__Requirement 1__
In the NYSE merger article, what share of the new company would NYSE seat holders receive?
__Requirement 2__
Edit the records from the line containing "Exercise. Mark the golden" through the end of the records, inclusive, replacing "oscar" with "trophy" and changing nothing else.

:: Supplied passage

At the same time, the deal threatens the future of the –

NYSE’s floor-based trading system in which swarms of brokers and specialists gather face to face to swap shares. These traders have long been the linchpin of the market, smoothing out price swings in stormy markets and stepping in to take the other side of trades when there aren’t buyers or sellers for thinly traded stocks.

The consensus on Wall Street, however, is that the NYSE must evolve.

“At the end of the day, the owners of the exchange recognize that it is something they need to do,” said George Rodriguez, a former NYSE staffer who is now a managing director at TradeTrek Securities, an institutional brokerage in Newark, N.J.

Most of the debate surrounding the marriage hasn’t been over whether it should take place, but over the dowry.

A group of dissident NYSE seat holders led by William Higgins filed suit to block the deal, saying their ownership stake in the exchange was undervalued. The deal calls for the 1,366 NYSE seat holders to get 70 percent of the new company, and Archipelago shareholders the remaining 30 percent. Seat holders would also get $300,000 each, plus as much as $75,000.

Shares in the new company would be publicly traded.

The dissidents claimed that the valuation was low, in part because of alleged conflicts of interest by Wall Street investment bank Goldman Sachs.

In an unusual arrangement, Goldman advised both the NYSE and Archipelago. Goldman also owns a large floor brokerage and is a major investor in Archipelago.

A Goldman spokesman said that the company’s role was proper. “We had no role in negotiating the terms of the deal,” spokesman Ed Canaday said.

The NYSE and the dissidents reached a settlement Nov. 15, in which the NYSE agreed to an independent financial review of the acquisition.

Citigroup, which conducted that analysis, said late Wednesday that the deal was “fair, from a financial point of view,” to NYSE seat holders.

That clears the way for seat holders to vote on the acquisition Dec. 6. The deal requires approval by two-thirds of seat holders and the Securities and Exchange Commission.

Whatever the outcome, NYSE seat holders and Archipelago investors have already reaped gains.

Since April 19, the day before the deal was announced, Archipelago’s share price has soared 246 percent, to $58.50 as of Wednesday.

And the value of an NYSE seat has more than doubled. A seat sold Tuesday for $3.5 million, compared with $1.6 million before the announcement. The so-called implied value of an NYSE seat, which is based on Archipelago’s stock price, now tops $5 million.

“It’s more than a fair deal for seat holders,” said Peake, the Colorado finance professor.

::::
:: Records provided

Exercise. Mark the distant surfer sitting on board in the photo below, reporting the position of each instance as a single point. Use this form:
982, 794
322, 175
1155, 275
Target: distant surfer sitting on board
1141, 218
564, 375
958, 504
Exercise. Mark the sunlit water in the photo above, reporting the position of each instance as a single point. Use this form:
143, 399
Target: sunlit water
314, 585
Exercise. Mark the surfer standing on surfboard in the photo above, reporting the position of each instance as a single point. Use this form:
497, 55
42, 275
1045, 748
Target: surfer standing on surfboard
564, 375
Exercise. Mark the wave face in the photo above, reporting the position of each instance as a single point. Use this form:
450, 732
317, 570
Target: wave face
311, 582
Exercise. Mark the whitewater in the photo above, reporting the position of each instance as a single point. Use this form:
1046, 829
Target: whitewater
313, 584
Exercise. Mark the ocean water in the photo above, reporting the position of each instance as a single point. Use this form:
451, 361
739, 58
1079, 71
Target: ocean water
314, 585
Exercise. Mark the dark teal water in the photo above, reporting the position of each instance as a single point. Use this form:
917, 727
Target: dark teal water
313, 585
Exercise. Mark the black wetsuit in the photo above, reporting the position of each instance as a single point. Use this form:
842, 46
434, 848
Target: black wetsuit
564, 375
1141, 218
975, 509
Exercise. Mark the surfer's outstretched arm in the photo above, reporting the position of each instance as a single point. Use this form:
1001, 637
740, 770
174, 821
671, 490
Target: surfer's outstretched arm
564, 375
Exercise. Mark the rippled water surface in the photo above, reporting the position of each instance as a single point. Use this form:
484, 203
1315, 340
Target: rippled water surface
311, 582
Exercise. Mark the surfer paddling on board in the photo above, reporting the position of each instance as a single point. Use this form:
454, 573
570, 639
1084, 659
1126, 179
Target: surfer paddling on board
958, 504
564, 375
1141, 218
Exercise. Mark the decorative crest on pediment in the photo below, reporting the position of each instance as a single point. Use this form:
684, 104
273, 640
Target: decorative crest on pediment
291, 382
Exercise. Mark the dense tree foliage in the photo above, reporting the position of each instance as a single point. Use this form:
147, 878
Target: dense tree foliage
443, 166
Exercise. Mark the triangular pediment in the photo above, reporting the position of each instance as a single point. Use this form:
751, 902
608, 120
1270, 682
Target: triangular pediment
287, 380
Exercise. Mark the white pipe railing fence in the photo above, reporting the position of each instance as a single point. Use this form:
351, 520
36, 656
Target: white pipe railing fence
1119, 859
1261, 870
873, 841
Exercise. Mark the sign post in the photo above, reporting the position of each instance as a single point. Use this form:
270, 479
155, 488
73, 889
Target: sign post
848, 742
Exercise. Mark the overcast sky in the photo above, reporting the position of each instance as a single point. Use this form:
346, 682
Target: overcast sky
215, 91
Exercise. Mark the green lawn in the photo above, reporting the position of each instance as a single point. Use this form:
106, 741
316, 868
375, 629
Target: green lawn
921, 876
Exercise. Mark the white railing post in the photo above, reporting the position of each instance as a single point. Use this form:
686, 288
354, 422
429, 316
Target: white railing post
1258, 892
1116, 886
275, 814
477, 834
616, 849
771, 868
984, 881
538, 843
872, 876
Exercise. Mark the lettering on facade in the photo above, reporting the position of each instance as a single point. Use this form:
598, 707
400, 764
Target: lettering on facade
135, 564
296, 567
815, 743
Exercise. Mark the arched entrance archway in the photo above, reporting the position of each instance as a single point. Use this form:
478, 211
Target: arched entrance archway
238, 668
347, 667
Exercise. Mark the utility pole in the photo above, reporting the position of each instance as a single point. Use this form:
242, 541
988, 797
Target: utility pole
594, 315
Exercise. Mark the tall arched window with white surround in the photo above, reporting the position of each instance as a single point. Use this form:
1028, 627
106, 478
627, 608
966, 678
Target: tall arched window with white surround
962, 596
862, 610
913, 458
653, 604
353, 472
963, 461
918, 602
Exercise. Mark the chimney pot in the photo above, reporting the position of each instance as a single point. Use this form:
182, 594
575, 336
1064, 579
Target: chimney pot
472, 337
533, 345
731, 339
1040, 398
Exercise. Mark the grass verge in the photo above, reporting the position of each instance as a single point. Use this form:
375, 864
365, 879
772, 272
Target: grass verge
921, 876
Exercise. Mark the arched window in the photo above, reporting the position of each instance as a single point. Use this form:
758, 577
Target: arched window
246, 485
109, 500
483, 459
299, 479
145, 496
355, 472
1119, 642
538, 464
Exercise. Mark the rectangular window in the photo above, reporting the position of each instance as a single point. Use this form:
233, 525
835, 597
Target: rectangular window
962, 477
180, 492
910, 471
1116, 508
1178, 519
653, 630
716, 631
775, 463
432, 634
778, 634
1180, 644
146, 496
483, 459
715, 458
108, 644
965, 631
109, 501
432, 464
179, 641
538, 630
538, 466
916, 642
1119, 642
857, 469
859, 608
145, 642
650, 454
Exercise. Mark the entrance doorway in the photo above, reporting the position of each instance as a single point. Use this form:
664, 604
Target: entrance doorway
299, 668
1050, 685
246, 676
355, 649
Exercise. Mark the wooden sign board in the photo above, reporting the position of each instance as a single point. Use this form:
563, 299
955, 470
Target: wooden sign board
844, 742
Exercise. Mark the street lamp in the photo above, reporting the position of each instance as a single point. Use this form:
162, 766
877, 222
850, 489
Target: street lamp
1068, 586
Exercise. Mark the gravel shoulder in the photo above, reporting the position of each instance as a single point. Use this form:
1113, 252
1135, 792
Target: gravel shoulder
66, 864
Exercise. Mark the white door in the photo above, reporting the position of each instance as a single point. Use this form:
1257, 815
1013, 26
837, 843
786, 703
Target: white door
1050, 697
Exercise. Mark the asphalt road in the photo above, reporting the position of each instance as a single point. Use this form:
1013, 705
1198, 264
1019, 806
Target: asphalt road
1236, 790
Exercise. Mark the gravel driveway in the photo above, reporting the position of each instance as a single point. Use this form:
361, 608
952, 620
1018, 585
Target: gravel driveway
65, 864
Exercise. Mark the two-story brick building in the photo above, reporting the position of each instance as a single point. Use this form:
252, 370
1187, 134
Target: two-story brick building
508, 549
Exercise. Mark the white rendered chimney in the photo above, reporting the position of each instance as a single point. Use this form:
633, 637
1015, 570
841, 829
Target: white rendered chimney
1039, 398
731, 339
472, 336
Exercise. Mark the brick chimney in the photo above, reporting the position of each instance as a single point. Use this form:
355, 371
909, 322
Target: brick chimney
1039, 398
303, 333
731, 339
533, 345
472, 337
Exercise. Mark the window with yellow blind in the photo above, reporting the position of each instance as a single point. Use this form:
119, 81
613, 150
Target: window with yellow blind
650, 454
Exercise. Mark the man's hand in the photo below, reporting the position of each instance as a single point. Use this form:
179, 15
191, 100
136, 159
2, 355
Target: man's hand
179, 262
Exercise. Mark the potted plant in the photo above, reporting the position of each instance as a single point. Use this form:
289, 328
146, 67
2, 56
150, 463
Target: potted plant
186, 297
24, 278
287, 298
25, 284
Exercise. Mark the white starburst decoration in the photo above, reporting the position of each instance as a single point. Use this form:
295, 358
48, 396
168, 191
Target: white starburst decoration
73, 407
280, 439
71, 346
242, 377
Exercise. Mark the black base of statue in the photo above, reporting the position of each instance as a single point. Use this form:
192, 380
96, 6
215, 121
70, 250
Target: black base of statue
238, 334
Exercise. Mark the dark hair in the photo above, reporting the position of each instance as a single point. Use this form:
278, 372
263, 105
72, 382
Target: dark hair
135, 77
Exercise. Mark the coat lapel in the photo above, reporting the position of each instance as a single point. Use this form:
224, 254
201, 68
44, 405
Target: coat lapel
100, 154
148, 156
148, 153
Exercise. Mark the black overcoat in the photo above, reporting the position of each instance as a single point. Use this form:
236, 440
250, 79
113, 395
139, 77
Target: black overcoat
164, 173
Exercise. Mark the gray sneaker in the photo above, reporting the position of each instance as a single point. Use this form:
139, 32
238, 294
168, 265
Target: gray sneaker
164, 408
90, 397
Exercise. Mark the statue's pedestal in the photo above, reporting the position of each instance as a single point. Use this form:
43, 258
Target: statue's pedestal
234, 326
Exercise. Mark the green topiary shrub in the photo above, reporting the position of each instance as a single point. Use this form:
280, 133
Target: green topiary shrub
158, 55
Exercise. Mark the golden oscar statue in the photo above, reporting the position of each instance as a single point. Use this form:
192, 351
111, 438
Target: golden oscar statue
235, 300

::::

__Right answer 1__
70 percent

__Right answer 2__
Exercise. Mark the golden trophy statue in the photo above, reporting the position of each instance as a single point. Use this form:
192, 351
111, 438
Target: golden trophy statue
235, 300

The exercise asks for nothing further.